Text section:
Note about 50th. Year Celebration of High School Graduation at William Hall High School – West Hartford, Connecticut, USA, July 2019.
It has now been half a century! This is a mark indeed to be celebrated under any circumstances, in whatever human endeavor. For me, this is even more special, as the events pertaining to the learning experience to attend the senior year at a first class public High School in the United States of America (USA) constituted a watershed in my life. In 1967, I had been awarded a full scholarship by the organization American Field Service (AFS) to spend one year in the USA, living with an American family and finalizing my high school program, started in Brazil.
In 1968, the news reached me that I had been appointed to one of the top high schools available to the program, in West Hartford, Connecticut, William Hall High School. I was to live with the family of Dr. Kenneth Raven Knox, MD., a Geordie by birth, and his wife, Sally, an American psychologist. The couple had three children: Jim, who was about the same age as I; Jenny and Steve, who were younger.
The whole family went to the campus of Hofstra University, where I was receiving important instructions from AFS, in the State of New York, to collect me in June 1968. They were driving a Volkswagen bus about 10 years old. I was surprised, because the family was as excited as I about our social experiment and because I thought all Americans drove brand new posh cars. Of course, coming from Brazil, my background was substantially different than theirs, but we all had an open mind.

Exercise requirements:
1 – Using the high school reunion note, decide whether each statement agrees with it: (a) The AFS scholarship was awarded in 1967. (b) The host family came to collect the writer in a brand new car. (c) Sally was an American psychologist. Answer yes or no for each, quoting the words that settle it.
2 – Rewrite the passage of the high school reunion note between "In 1968, the" and "an open mind.", inclusive, putting "station wagon" in place of "Volkswagen bus".
3 – Turn the paragraph of the high school reunion note that begins "In 1968, the news reached me" into a short list that keeps its main facts.
The rows that come next are separate material and have no connection to the high school reunion note.

Extracted information:

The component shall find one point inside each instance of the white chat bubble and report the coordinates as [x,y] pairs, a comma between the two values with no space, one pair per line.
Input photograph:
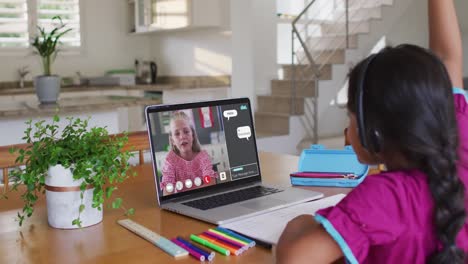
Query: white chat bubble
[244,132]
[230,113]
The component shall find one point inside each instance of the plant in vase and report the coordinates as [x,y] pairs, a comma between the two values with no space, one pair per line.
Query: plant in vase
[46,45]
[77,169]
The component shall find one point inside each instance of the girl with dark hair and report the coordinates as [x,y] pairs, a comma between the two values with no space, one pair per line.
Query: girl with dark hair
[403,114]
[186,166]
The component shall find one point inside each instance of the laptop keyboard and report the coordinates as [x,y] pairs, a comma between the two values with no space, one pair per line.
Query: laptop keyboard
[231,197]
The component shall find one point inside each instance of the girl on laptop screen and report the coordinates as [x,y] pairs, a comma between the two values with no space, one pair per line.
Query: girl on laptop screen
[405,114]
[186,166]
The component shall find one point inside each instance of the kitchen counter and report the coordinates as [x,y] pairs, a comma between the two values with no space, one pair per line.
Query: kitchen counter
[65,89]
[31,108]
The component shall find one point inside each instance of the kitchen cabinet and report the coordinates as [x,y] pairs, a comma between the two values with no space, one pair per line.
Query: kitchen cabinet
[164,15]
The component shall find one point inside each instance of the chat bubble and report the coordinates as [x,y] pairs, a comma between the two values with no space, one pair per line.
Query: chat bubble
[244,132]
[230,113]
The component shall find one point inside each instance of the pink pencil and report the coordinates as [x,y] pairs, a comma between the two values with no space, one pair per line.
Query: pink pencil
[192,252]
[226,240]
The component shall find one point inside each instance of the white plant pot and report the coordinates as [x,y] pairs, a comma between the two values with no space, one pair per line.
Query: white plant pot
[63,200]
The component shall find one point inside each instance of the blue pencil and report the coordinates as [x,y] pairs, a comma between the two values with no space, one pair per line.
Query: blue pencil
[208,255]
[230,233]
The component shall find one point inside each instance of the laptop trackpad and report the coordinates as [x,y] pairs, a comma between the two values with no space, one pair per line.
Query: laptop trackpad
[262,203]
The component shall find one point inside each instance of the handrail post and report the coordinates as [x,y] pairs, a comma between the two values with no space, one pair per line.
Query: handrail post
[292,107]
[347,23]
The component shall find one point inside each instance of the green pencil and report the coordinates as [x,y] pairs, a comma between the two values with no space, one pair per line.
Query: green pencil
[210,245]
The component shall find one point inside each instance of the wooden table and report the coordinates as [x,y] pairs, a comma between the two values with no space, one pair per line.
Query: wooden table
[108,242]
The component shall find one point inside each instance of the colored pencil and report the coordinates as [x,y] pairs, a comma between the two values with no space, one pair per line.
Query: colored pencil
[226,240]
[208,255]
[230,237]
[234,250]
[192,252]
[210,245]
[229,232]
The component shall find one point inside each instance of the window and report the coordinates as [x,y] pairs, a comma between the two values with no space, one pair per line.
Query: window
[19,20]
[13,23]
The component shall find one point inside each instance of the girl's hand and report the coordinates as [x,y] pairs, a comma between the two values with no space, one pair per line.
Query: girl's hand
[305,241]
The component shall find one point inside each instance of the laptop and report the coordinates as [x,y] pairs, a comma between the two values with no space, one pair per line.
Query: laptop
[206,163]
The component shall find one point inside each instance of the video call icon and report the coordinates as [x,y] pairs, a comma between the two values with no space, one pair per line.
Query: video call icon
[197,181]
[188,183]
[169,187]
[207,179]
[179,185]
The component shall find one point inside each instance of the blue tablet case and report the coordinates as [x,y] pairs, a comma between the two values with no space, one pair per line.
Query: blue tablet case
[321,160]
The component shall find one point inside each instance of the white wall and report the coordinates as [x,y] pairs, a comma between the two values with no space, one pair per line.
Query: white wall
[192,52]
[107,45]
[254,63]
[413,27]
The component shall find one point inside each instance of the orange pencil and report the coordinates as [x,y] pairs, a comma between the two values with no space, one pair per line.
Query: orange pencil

Your responses:
1 –
(a) Yes: "In 1967, I had been awarded a full scholarship by the organization American Field Service (AFS)"
(b) No: "They were driving a Volkswagen bus about 10 years old."
(c) Yes: "his wife, Sally, an American psychologist"

2 –
In 1968, the news reached me that I had been appointed to one of the top high schools available to the program, in West Hartford, Connecticut, William Hall High School. I was to live with the family of Dr. Kenneth Raven Knox, MD., a Geordie by birth, and his wife, Sally, an American psychologist. The couple had three children: Jim, who was about the same age as I; Jenny and Steve, who were younger.
The whole family went to the campus of Hofstra University, where I was receiving important instructions from AFS, in the State of New York, to collect me in June 1968. They were driving a station wagon about 10 years old. I was surprised, because the family was as excited as I about our social experiment and because I thought all Americans drove brand new posh cars. Of course, coming from Brazil, my background was substantially different than theirs, but we all had an open mind.

3 –
- In 1968, the writer was appointed to William Hall High School in West Hartford, Connecticut, one of the top high schools available to the program.
- The host family was that of Dr. Kenneth Raven Knox, MD., a Geordie by birth, and his wife, Sally, an American psychologist.
- The couple had three children: Jim, about the writer's age, and the younger Jenny and Steve.